■ **Gezeigter Textauszug**

—————

Orthodoxe lachen daheim

Dass seine Satire in der heiligen Stadt Safed spielt und sich um ein rituelles Tauchbad dreht, hat zum gespielten Bedauern von Eshkol Nevo aber keinen Skandal ausgelöst. "Eine Mikwe ist nun mal tatsächlich ein erotischer Ort. Wenn eine Frau dort heraustritt, weiß man mit ziemlicher Sicherheit, dass sie in den nächsten Stunden Sex mit ihrem Mann haben wird." Eine solche Geschichte zu lesen, habe seine orthodoxe Leserschaft darum nicht abgeschreckt, offenbar ganz im Gegenteil. "Aber in den eigenen vier Wänden sind auch viele Themen erlaubt – es wird nur nicht nach außen getragen."

Dass "Die einsamen Liebenden" weniger optimistisch endet, als seine anderen Bücher, will Nevo nicht gelten lassen. "Es ist doch sogar am optimistischsten." Aber er werde hier oft missverstanden, wie in "Neuland" wo Nevo sogar ein Wort in der deutschen Übersetzung ändern ließ, um seine Absicht deutlicher zu machen – ohne Erfolg.

Ob man es als Happy End lesen möchte oder nicht – einen Vorwurf musste Nevo stehen lassen: Man muss die liebgewordenen Gestalten nach 300 Seiten zu früh wieder verlassen. In Israel bereits ein Bestsellerautor, hierzulande noch ein Geheimtipp, könnte der Autor mit seinen "einsamen Liebenden" vielleicht die verwaiste, hiesige Kishon-Fangemeinde übernehmen.

—————

■ **Gestellte Aufgabe**
In welcher Stadt spielt laut dem Textauszug über Eshkol Nevo dessen Satire?

(Daten zur Koordinatenbeschriftung)
—————

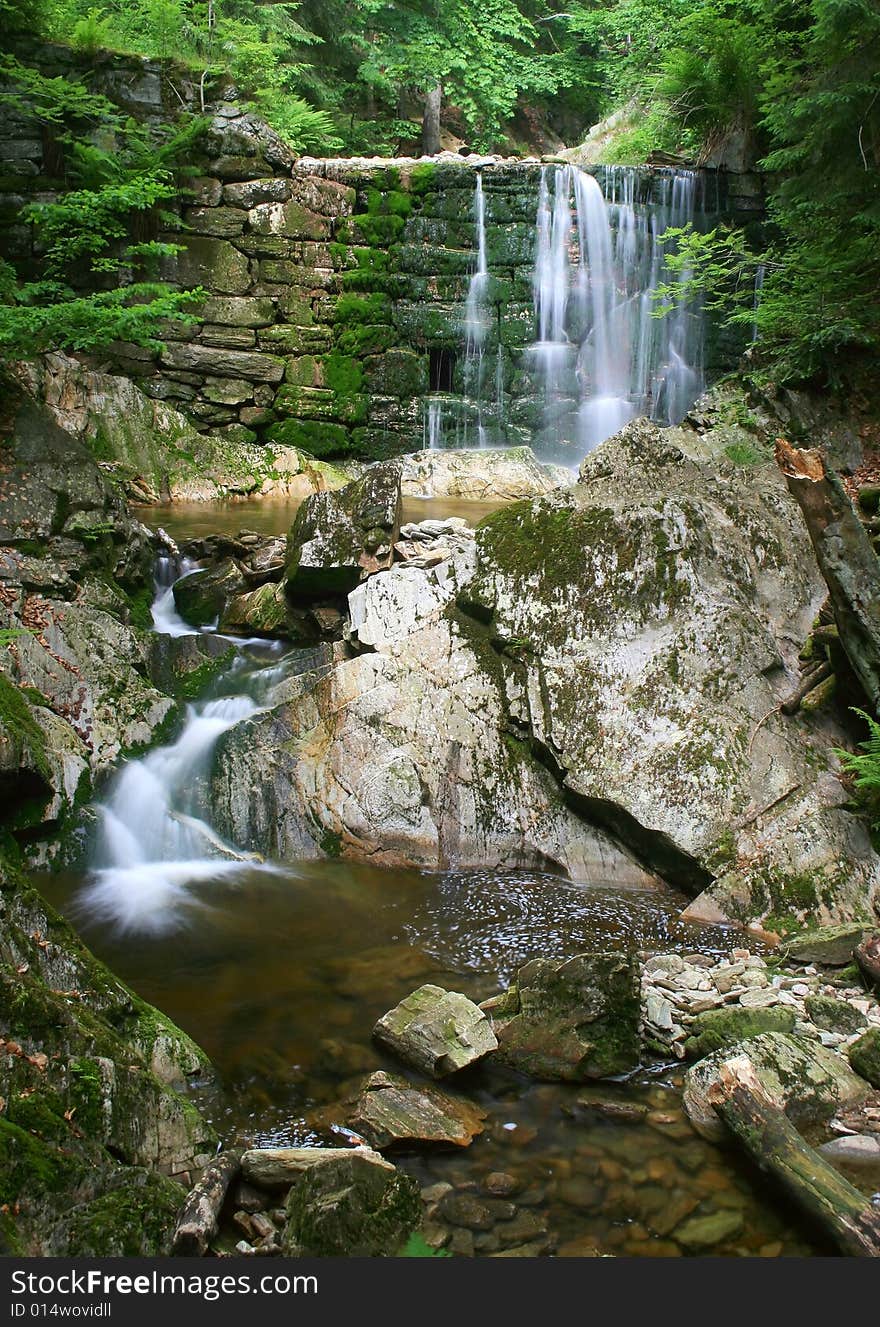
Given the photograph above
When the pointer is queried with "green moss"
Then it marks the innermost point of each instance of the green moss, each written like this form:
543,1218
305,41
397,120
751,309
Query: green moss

—————

■ **Bearbeitete Aufgabe**
In der heiligen Stadt Safed.